=== Excerto do texto ===

Primeiro, as finanças. O Governo gaba-se de saldos orçamentais positivos. Reduziu a dívida, mas não o peso do Estado. Cortou no que se vê, não no que custa. Não se mexeu nas estruturas pesadas, nas inutilidades, nos organismos sem sentido e, muitas vezes, duplicados. Não há reforma fiscal, nem desburocratização, nem simplificação. Mais do mesmo: o Estado a fingir que emagrece.

Depois, a economia. Não há uma ideia. Uma. Tudo são chavões: sustentabilidade, inovação, economia azul, resiliência. Palavras que não querem dizer nada, e servem apenas para esconder o essencial, a economia regional está presa a subsídios, favores, monopólios e proteções. Não há concorrência real. Não há destruição criadora. Há empresas protegidas por relações com o poder, e um mercado bloqueado por regulações que ninguém tem coragem de abolir.

E há a ginástica do PIB, esse número mágico que serve para tudo: discursos, inaugurações, debates, entrevistas. O PIB cresce, dizem eles, e com isso esperam silenciar dúvidas, críticas, realidades. Mas de que serve o PIB, por mais que cresça, salte ou dance, se esse crescimento não chega às pessoas?

A educação é uma paródia. Enchem-se as escolas de “tablets” e “salas do futuro”, mas os alunos continuam sem saber escrever uma carta, interpretar um texto ou fazer contas sem calculadora. Os professores são promovidos por antiguidade, não por mérito. O sistema é dirigido por burocratas que tratam os pais como menores e os alunos como estatísticas. A “inclusão” permite nivelar por baixo. A “autonomia escolar” é uma piada. A liberdade de escolha não existe. E o talento vai embora.

Na habitação, regressamos ao assistencialismo. O Estado vai construir, subsidiar, regular, distribuir. Vai resolver tudo. Mas nunca liberalizar. Nunca cortar nos impostos. Nunca abrir o mercado. Nunca reduzir os prazos absurdos de licenciamento. Porque isso tiraria poder à administração e deixaria o cidadão, Deus nos acuda, livre para construir, comprar, arrendar sem pedir licença.

E por falar em assistencialismo, é altura de chamar as coisas pelos nomes. Aquilo a que o Governo Regional chama “respostas sociais”, “acompanhamento próximo”, “estratégias de inclusão” e outras banalidades decoradas em manuais de sociologia, não passa, na prática, de uma caridade institucionalizada. Uma rede de dependência permanente, onde se trocam subsídios por silêncio político e apoios por gratidão eleitoral. Não se liberta ninguém, mantêm-se todos presos, domesticados, agradecidos.

=== Registos fornecidos ===

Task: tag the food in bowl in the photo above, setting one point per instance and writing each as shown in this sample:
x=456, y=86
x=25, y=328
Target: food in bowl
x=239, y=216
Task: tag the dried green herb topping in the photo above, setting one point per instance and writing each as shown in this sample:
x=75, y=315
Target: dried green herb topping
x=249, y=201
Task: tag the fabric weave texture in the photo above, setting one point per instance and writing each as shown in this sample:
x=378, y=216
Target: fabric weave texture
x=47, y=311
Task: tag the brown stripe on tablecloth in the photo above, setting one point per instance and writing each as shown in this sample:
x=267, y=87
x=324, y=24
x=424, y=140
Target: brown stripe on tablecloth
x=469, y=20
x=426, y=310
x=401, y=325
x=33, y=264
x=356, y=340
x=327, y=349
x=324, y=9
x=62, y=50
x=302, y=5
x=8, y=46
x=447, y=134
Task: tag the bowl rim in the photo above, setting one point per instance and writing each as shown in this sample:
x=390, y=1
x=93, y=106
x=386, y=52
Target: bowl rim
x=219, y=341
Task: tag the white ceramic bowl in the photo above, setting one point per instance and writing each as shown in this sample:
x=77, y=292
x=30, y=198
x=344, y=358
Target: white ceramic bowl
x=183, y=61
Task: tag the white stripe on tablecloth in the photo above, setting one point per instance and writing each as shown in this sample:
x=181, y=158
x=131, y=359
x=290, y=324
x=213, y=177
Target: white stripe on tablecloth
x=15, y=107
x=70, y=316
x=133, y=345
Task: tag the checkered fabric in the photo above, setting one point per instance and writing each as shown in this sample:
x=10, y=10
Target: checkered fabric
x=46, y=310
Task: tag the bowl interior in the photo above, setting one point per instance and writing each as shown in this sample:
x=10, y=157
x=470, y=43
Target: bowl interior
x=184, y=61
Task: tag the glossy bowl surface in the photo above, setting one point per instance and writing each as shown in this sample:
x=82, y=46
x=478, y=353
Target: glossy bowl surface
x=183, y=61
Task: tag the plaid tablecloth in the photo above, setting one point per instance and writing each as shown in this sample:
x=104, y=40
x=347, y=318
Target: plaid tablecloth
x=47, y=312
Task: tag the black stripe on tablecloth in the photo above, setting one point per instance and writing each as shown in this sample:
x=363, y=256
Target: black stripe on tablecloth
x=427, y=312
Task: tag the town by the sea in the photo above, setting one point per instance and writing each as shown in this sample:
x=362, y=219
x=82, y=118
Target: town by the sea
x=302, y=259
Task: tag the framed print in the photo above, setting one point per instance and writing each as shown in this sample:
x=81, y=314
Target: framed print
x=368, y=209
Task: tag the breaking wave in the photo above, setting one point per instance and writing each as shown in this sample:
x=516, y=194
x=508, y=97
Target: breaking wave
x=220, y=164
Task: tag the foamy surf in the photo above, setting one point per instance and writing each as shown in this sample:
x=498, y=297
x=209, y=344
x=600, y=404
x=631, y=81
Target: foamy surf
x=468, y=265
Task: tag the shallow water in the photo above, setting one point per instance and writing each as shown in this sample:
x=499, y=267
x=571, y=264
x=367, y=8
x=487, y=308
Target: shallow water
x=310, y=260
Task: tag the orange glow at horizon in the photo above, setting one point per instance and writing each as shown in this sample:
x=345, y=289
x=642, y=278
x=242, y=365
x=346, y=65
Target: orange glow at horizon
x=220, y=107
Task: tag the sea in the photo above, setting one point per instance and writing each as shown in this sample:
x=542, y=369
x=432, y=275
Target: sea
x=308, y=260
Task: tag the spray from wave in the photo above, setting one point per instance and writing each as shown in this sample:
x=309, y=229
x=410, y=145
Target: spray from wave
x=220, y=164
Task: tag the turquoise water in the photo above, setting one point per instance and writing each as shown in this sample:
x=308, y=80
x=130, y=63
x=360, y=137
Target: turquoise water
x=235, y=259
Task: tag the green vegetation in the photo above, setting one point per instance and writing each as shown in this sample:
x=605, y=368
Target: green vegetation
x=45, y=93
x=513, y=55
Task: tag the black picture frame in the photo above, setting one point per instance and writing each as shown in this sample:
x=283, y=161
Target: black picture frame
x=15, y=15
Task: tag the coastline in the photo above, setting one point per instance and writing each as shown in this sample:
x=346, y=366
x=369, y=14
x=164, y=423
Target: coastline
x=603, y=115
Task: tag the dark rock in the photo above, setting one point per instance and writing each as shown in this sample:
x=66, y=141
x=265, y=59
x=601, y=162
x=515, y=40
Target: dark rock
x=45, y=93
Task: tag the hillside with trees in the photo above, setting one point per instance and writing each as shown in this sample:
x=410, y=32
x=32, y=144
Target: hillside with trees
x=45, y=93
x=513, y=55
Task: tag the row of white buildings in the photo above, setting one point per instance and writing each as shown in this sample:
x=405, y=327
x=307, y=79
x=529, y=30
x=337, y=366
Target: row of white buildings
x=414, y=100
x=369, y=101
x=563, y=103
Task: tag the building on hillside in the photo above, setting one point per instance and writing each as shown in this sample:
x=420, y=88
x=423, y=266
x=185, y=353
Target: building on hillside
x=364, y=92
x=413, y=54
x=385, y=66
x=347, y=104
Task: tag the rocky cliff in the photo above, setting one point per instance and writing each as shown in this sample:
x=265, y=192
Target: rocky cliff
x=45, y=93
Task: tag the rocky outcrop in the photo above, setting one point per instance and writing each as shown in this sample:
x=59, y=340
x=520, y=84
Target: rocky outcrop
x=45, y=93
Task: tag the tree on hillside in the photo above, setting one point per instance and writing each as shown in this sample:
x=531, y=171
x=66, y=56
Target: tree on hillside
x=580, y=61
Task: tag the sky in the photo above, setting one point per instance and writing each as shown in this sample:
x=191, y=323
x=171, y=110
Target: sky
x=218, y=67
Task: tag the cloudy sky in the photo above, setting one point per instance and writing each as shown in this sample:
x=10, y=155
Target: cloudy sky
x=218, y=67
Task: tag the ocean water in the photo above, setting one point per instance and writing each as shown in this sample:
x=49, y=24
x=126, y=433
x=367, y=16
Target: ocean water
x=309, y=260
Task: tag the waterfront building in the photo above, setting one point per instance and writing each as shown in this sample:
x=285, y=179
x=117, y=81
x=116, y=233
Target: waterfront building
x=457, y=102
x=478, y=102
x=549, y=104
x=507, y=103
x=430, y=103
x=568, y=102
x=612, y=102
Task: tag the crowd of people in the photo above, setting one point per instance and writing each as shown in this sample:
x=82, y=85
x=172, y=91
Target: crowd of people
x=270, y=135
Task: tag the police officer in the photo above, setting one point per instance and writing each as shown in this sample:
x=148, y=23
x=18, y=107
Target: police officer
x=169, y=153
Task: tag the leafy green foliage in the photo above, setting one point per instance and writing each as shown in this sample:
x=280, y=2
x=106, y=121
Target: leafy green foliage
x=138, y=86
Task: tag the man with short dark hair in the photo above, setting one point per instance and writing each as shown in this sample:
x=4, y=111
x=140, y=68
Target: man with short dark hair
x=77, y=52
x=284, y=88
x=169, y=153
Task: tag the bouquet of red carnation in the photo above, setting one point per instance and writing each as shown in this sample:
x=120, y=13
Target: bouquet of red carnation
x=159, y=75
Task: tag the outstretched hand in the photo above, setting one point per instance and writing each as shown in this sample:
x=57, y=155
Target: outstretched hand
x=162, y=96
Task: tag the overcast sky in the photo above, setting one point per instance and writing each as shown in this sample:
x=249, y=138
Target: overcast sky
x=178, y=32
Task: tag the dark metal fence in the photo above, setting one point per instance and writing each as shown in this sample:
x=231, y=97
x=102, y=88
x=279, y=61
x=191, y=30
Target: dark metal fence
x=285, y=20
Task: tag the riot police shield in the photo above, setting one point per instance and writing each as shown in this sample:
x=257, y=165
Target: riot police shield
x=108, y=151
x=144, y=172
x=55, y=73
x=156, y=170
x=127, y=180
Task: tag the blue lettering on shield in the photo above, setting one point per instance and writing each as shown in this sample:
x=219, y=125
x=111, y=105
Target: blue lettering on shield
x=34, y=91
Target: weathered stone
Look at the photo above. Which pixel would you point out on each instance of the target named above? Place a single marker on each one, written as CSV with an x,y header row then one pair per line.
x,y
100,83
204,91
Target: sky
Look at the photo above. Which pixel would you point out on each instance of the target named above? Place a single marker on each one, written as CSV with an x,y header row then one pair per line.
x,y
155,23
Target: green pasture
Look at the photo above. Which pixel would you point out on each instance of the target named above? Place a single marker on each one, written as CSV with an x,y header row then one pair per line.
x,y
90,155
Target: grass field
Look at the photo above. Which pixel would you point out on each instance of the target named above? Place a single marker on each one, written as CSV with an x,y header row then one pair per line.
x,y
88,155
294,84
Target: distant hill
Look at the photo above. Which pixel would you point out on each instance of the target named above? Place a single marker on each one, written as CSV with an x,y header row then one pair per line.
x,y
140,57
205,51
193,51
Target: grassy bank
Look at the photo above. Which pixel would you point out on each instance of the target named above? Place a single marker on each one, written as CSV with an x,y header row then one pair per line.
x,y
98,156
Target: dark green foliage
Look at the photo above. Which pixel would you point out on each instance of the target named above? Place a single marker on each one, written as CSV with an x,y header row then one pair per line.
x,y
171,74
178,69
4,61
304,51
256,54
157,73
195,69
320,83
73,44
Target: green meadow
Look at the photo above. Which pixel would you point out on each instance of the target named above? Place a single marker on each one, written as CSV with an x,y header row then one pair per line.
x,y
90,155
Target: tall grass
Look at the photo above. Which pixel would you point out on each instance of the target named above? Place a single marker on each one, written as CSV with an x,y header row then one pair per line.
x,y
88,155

===

Tarefa » Indique o critério pelo qual, segundo o excerto sobre a governação regional, os professores são promovidos.

Resposta » Por antiguidade, não por mérito.